_What to work on_: Pick out every line in the entries below that contains the word "rock", and copy each one.
── Data to process
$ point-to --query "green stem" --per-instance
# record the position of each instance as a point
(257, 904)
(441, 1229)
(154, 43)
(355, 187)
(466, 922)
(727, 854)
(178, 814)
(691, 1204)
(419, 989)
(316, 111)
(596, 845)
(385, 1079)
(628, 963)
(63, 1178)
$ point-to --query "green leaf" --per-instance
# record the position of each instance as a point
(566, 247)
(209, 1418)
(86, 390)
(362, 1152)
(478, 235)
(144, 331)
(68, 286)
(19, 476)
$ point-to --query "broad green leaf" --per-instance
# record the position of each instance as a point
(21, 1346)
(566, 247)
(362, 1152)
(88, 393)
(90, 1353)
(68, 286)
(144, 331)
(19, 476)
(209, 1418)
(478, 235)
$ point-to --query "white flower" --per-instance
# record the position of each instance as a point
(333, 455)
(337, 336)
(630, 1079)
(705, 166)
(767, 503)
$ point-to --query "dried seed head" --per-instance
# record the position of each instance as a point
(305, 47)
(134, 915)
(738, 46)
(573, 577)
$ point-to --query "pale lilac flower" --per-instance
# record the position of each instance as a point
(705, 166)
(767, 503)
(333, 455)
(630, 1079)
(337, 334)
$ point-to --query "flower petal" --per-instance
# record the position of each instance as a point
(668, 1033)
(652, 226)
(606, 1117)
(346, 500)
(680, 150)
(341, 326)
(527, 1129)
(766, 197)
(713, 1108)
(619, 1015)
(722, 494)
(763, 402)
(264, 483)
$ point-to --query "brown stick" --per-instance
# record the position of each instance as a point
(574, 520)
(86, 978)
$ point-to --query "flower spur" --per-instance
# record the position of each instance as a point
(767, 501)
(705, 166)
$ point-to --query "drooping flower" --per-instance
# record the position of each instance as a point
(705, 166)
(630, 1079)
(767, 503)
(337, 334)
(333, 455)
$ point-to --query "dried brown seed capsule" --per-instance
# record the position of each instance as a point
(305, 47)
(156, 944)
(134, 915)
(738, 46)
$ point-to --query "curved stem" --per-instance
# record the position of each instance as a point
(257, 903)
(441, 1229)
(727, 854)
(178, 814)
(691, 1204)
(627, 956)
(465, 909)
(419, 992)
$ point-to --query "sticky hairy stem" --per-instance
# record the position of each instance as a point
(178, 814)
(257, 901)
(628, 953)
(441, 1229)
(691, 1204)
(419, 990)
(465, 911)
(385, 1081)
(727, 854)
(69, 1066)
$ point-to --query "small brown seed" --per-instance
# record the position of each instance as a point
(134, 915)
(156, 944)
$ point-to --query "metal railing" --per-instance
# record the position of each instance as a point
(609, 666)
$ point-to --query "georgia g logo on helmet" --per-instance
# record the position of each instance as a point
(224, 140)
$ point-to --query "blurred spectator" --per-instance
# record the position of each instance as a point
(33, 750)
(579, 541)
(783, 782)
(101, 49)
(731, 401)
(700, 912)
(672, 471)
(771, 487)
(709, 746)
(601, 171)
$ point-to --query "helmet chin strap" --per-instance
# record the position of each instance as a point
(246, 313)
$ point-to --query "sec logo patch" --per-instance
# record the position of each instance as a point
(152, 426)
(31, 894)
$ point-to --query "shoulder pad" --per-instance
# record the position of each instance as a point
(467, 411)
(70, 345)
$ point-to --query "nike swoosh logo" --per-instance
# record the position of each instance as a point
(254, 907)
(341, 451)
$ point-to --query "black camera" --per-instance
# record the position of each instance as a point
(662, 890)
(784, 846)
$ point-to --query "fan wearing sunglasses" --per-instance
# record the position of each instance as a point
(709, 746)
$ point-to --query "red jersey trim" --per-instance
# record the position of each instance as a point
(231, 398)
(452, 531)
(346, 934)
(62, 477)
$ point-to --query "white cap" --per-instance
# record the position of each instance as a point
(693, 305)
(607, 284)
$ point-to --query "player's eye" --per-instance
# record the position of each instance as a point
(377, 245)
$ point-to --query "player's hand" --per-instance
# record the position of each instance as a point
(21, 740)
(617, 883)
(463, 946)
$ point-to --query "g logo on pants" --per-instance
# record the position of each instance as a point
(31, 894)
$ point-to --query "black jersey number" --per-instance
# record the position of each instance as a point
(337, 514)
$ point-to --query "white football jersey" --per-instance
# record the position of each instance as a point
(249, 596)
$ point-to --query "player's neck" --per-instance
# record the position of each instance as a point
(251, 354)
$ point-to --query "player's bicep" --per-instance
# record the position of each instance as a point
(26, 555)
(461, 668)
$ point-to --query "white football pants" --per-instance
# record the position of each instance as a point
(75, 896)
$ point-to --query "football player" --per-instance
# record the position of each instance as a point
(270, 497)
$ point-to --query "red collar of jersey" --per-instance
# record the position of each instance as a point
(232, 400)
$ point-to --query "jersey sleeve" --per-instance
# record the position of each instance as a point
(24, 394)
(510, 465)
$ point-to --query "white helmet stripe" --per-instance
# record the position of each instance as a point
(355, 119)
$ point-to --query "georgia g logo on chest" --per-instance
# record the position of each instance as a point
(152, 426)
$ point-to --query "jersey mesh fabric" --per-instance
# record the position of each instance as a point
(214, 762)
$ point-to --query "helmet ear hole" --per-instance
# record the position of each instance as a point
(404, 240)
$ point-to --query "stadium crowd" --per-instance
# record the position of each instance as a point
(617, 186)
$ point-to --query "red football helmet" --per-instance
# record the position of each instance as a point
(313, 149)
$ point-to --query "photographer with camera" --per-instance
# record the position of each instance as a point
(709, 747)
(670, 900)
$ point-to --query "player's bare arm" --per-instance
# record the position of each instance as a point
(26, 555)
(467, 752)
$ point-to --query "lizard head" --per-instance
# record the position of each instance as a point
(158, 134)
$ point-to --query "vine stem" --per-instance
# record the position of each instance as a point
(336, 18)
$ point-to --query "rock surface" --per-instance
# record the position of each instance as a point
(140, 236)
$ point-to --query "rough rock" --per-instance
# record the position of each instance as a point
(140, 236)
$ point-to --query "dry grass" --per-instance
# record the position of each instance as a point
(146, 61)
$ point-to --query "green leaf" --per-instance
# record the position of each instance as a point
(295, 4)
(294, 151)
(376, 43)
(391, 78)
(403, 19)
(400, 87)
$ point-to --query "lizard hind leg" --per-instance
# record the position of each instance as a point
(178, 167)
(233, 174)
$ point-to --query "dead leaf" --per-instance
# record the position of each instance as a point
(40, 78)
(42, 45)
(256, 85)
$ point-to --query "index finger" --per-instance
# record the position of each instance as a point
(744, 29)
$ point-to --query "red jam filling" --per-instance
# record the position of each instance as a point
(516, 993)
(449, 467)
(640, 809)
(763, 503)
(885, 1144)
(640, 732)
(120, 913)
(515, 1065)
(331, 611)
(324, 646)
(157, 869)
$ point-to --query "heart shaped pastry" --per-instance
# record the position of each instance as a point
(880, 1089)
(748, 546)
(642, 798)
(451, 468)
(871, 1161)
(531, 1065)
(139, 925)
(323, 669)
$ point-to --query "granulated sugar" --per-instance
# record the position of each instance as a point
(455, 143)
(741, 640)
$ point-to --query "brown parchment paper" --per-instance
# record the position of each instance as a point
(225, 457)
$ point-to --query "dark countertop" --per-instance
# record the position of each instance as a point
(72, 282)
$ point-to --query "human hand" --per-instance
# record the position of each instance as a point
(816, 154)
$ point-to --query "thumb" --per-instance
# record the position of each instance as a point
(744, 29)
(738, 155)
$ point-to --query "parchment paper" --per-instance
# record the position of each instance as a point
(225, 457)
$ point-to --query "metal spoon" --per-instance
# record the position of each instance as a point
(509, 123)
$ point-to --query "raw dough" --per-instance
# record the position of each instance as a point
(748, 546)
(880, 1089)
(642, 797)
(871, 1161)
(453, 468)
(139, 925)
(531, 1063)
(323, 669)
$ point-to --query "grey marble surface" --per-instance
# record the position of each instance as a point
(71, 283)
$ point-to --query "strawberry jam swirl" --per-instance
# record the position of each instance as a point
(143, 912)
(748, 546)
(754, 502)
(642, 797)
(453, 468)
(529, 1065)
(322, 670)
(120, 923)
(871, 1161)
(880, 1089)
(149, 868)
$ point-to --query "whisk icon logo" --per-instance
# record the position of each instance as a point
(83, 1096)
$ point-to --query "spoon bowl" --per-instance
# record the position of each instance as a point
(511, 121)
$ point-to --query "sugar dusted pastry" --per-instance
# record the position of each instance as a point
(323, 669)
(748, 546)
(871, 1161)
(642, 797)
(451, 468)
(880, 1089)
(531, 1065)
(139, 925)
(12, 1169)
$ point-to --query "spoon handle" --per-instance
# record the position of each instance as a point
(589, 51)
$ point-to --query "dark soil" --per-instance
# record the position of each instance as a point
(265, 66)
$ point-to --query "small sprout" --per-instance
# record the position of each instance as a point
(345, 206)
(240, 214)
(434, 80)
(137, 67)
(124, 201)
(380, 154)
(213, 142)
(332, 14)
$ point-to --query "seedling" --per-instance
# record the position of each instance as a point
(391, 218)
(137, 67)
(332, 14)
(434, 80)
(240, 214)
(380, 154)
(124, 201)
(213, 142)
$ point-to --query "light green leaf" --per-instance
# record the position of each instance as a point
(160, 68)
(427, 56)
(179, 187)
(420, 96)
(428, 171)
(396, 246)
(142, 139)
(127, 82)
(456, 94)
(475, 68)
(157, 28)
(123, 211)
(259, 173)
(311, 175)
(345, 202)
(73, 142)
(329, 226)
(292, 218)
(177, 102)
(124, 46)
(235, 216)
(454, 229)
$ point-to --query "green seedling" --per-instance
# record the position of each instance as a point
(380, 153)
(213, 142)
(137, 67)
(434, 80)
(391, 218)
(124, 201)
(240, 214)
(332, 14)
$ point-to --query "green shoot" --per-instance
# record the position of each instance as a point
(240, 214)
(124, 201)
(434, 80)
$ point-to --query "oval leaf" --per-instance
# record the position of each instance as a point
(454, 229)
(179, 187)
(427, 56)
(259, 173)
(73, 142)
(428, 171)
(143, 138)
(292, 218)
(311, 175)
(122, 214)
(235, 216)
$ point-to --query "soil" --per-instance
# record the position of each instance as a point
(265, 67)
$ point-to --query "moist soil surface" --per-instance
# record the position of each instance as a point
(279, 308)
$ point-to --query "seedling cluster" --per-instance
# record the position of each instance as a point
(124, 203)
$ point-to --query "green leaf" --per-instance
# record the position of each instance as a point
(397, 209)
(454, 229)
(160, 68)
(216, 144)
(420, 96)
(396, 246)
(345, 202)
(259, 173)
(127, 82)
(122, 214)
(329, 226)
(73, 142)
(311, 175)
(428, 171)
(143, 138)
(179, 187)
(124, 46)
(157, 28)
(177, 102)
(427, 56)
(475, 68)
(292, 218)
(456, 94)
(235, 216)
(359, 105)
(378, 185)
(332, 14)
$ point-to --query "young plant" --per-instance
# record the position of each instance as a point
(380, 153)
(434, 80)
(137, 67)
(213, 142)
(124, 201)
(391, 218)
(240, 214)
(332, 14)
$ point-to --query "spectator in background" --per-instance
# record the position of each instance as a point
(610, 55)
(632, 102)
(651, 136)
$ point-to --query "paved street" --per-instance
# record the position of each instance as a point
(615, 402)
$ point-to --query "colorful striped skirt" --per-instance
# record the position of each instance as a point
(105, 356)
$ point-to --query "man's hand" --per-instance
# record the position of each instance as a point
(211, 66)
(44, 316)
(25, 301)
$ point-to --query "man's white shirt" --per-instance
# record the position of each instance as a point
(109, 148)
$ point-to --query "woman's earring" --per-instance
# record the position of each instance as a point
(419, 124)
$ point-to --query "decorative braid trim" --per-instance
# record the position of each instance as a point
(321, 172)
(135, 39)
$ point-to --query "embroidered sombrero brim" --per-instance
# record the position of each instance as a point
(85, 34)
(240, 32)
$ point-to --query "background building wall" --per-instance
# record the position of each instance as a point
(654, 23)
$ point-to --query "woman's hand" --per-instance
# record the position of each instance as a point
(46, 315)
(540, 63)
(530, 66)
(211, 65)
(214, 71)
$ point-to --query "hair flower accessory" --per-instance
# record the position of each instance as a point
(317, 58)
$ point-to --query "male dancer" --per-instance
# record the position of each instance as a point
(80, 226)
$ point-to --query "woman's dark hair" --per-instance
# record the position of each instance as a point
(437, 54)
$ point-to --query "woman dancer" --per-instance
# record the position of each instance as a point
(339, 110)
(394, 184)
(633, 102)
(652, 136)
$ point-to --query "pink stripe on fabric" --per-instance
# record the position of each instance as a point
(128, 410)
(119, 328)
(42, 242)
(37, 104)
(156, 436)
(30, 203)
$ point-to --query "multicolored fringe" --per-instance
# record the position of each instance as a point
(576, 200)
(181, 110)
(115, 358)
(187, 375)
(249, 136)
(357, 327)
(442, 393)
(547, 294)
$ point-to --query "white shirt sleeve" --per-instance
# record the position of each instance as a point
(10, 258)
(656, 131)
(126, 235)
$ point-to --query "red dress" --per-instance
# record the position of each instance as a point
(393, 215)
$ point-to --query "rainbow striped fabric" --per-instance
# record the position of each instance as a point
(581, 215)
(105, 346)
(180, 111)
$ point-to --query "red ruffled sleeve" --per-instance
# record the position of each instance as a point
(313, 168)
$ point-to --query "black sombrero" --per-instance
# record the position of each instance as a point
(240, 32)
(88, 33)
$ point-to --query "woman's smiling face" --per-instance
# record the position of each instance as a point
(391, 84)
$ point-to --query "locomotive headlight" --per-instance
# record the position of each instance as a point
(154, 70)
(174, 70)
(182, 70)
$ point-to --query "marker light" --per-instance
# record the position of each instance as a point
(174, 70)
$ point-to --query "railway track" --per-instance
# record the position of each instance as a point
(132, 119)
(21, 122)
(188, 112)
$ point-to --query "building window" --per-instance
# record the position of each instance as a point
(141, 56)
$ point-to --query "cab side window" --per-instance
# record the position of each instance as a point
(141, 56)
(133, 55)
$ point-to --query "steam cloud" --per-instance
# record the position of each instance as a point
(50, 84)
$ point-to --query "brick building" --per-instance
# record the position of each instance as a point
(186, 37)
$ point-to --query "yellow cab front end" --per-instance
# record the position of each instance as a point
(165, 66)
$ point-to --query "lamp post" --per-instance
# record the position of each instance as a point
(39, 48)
────
_Final result_:
$ point-to --query "rock surface" --per-instance
$ point-to --query "rough rock" --per-instance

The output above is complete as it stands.